▸ WORK TO COMPLETE
Tally the lines in the items below that contain the word "nostril". Reply with the number alone.

▸ RECORDS FOR PROCESSING
————

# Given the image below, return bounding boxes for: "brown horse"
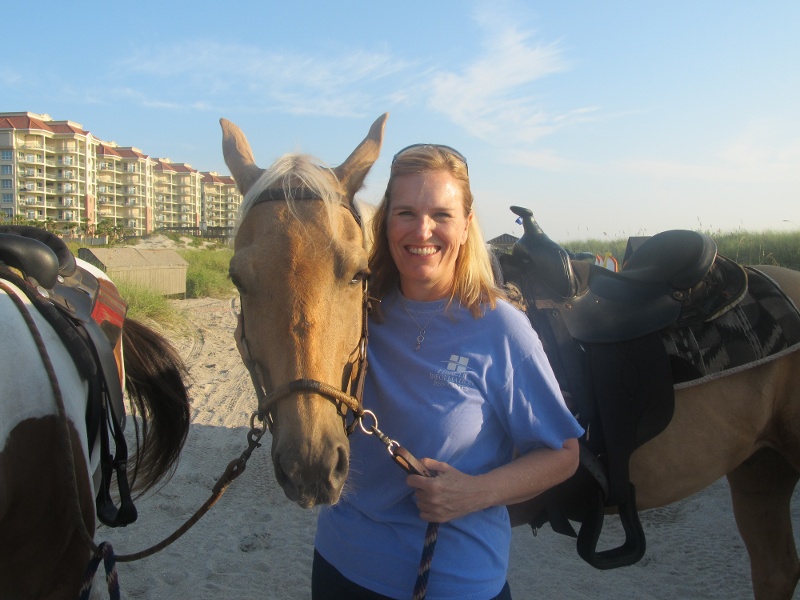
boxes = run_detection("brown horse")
[221,116,800,600]
[0,256,190,600]
[220,115,386,507]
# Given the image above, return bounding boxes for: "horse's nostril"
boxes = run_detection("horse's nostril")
[334,446,350,479]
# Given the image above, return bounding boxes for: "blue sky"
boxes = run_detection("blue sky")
[0,0,800,243]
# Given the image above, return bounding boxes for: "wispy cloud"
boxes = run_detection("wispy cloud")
[108,40,407,117]
[428,12,596,145]
[622,119,800,185]
[0,66,23,87]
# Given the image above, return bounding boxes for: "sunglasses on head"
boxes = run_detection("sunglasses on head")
[392,144,469,173]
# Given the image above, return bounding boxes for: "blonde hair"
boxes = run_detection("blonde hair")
[369,144,504,318]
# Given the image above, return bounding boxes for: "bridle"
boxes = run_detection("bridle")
[237,187,370,436]
[237,188,439,600]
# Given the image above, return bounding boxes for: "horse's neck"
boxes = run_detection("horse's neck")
[354,198,378,252]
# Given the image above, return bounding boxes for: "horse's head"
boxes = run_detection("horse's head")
[220,115,387,507]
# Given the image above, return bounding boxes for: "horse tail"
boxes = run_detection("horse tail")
[122,319,191,492]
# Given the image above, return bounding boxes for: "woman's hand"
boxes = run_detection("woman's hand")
[406,458,486,523]
[406,439,578,523]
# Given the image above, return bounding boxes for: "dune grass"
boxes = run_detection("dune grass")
[562,231,800,270]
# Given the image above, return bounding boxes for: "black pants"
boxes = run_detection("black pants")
[311,550,511,600]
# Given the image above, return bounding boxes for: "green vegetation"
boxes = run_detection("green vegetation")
[116,281,182,327]
[178,248,236,298]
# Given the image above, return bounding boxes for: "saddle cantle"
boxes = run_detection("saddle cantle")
[511,206,747,343]
[0,226,137,527]
[499,207,768,569]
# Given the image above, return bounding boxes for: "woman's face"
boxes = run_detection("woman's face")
[386,171,472,301]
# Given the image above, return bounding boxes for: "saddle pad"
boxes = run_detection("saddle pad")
[661,267,800,388]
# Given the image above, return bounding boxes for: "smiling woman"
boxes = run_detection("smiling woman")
[312,144,582,600]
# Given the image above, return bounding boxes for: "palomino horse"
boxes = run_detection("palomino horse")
[220,115,386,507]
[221,116,800,600]
[0,236,190,600]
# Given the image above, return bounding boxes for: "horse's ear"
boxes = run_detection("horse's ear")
[219,119,264,195]
[334,113,389,203]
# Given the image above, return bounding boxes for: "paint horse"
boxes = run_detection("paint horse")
[0,226,190,600]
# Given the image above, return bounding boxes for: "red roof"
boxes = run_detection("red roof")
[0,113,89,135]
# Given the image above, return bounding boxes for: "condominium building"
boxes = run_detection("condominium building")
[0,112,242,236]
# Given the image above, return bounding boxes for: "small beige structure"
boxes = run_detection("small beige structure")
[78,248,189,296]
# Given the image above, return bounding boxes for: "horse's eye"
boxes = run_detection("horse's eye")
[228,272,244,294]
[350,269,369,285]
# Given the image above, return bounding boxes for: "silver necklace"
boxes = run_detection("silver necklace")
[400,298,444,351]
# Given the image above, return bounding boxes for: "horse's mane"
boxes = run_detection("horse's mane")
[233,153,375,248]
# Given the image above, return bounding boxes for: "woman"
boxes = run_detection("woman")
[312,144,582,600]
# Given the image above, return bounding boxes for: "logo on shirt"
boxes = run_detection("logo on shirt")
[430,354,475,388]
[447,354,469,373]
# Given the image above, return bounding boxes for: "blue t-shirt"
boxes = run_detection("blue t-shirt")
[315,292,583,600]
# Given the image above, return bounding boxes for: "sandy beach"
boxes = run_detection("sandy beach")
[96,292,800,600]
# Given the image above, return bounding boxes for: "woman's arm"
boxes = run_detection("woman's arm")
[406,438,578,523]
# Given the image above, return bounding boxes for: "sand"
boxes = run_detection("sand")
[96,299,800,600]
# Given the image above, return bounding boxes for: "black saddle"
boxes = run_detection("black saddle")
[511,206,736,343]
[500,207,747,569]
[0,225,137,527]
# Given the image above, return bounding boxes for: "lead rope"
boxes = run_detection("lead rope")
[359,410,439,600]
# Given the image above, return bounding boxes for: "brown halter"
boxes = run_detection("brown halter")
[237,188,369,435]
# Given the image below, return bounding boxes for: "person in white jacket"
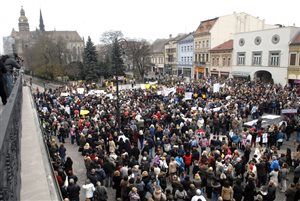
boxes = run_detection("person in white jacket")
[82,179,96,200]
[191,189,206,201]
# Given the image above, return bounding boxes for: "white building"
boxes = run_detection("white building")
[209,12,275,48]
[231,27,300,85]
[177,33,194,78]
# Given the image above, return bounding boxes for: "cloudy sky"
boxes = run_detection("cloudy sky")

————

▸ RESULT
2